- _THE PROBLEM_
Present exactly, and only, the lines running from the line that contains "Can you spot any blurred" through the end of the entries below.

- _INFORMATION GIVEN_
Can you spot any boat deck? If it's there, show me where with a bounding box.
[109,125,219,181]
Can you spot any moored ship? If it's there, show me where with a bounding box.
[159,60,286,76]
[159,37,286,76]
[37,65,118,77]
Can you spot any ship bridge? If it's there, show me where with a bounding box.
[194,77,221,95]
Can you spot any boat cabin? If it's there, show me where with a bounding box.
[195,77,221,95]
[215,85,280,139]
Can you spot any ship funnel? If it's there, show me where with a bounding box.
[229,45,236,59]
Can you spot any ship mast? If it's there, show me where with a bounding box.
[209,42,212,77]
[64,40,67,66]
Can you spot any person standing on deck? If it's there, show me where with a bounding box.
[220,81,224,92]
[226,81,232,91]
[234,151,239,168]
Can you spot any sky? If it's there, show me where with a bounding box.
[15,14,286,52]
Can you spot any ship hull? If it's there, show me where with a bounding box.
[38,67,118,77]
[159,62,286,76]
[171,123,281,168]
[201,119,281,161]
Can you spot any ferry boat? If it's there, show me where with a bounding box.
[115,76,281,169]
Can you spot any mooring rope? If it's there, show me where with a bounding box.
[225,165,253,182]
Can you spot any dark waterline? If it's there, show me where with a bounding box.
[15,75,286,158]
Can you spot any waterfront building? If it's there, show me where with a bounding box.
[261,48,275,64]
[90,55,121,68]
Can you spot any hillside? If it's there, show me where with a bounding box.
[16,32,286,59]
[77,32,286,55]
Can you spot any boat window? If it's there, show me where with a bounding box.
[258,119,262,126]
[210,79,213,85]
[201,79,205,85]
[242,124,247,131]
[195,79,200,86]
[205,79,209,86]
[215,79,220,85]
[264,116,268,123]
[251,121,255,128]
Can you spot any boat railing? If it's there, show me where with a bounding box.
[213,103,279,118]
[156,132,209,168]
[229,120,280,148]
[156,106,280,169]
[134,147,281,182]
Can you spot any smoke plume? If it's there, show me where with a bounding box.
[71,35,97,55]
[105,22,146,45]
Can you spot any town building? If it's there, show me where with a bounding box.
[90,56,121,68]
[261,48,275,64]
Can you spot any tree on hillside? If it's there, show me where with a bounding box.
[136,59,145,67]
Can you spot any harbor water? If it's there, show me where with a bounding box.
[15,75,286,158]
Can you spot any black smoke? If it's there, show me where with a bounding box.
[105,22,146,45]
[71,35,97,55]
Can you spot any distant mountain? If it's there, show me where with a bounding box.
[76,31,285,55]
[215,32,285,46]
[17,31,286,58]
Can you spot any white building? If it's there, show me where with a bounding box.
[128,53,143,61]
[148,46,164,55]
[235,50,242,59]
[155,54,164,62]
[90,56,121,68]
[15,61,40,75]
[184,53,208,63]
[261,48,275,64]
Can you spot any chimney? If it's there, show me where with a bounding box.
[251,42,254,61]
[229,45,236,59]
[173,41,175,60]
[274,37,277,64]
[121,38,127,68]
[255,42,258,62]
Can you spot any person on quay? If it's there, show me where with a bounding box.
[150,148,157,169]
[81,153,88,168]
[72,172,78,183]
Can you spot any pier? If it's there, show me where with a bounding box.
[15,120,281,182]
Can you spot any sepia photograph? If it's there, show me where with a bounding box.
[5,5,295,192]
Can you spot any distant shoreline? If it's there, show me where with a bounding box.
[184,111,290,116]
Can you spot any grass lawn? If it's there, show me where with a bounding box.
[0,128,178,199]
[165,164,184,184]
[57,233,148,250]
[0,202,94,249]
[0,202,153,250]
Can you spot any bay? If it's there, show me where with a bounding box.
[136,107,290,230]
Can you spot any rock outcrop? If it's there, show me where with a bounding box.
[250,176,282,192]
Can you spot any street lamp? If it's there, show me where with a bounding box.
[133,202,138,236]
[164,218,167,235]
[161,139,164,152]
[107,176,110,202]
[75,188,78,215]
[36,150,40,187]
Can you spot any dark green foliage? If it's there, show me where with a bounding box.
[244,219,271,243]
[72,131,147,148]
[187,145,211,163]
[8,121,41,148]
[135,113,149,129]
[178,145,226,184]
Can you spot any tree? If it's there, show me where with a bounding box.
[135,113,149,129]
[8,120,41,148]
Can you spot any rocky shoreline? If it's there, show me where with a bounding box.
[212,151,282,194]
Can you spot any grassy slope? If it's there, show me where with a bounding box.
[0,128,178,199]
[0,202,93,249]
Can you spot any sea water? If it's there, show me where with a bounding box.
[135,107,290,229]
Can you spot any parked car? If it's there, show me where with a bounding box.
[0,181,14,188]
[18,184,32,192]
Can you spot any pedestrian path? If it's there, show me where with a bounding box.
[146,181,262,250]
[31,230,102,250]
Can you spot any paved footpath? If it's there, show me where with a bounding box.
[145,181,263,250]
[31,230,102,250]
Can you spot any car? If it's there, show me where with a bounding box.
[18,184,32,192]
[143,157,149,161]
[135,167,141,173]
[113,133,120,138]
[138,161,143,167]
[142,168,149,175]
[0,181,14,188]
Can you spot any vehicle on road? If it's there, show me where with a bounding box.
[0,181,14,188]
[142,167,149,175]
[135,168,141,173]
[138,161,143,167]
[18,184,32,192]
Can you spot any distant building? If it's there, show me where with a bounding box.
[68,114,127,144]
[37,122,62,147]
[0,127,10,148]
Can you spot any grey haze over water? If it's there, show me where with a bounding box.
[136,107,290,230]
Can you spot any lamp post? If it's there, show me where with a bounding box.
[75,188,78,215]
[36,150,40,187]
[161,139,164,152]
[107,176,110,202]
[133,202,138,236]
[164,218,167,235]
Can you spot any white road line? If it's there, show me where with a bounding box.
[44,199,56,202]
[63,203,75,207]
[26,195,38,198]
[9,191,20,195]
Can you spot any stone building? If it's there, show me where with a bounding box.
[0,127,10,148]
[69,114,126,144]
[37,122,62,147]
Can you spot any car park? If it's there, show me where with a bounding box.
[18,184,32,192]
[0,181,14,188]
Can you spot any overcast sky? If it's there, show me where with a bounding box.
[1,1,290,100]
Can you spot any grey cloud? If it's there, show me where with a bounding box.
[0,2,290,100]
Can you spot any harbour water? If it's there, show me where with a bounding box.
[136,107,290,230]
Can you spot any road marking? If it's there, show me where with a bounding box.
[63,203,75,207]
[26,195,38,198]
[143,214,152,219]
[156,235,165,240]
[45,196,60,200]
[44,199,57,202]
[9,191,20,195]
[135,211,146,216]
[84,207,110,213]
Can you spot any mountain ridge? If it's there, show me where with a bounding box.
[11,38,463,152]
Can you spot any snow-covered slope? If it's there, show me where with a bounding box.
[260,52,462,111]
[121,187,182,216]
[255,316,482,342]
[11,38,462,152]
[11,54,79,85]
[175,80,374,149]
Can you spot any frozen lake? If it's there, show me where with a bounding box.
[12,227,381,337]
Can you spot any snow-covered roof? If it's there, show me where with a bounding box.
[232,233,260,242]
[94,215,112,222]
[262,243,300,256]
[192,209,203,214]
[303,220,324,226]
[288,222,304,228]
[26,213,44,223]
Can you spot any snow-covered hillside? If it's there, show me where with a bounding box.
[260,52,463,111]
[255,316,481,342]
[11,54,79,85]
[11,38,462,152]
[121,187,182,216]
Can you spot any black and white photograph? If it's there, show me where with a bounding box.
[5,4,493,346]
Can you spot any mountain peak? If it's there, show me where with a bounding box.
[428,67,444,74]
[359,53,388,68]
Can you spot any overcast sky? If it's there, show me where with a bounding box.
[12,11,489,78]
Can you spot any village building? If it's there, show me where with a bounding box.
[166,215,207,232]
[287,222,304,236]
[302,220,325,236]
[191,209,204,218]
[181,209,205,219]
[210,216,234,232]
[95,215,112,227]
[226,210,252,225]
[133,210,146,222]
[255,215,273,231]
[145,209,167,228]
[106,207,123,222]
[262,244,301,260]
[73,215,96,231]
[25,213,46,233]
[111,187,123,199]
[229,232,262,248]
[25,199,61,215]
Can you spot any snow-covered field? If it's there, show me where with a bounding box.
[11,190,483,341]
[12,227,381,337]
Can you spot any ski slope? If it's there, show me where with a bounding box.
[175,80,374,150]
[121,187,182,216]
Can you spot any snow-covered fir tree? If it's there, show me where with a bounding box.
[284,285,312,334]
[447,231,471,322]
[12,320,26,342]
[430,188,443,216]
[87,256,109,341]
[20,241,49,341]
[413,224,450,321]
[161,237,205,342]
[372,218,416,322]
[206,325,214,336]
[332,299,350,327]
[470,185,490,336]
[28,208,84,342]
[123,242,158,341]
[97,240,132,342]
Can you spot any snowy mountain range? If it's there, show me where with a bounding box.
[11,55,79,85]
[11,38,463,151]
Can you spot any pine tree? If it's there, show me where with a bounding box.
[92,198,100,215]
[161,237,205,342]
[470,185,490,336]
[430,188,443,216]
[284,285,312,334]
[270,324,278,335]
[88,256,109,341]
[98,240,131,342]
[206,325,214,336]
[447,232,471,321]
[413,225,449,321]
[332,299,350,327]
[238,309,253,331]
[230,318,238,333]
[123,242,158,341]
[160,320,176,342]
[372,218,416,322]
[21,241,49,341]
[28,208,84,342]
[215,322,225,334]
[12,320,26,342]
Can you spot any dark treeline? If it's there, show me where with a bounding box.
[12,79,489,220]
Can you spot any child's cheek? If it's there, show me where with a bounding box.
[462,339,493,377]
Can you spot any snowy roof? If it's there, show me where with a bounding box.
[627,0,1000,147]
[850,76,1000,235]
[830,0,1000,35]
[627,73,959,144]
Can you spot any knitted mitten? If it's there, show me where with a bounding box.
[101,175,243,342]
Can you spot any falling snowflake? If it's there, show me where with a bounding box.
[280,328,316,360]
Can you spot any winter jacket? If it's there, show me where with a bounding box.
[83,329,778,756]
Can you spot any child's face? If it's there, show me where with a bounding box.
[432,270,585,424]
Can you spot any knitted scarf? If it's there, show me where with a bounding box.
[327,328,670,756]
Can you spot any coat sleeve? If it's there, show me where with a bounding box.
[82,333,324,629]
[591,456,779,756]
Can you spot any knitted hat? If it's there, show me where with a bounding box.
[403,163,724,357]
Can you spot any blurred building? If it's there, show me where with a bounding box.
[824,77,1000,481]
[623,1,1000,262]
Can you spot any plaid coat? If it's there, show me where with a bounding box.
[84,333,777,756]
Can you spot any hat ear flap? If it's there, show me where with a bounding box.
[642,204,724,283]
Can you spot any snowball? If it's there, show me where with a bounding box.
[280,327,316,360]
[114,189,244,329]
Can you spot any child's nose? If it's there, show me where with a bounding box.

- _ANSWER_
Can you spot any blurred building? If it's there, show me where with a bounding box.
[824,77,1000,481]
[623,1,1000,262]
Can you spot any plaid coat? If it's there, show me where with a bounding box.
[84,333,777,756]
Can you spot any hat ear flap? If it's there, show me where with a bounding box.
[642,204,724,283]
Can you spot any snowball? If it's there, show me where with a bounding box.
[280,327,316,360]
[114,189,244,329]
Can you spot any child's nose? If it's there, show me where with a bounding box.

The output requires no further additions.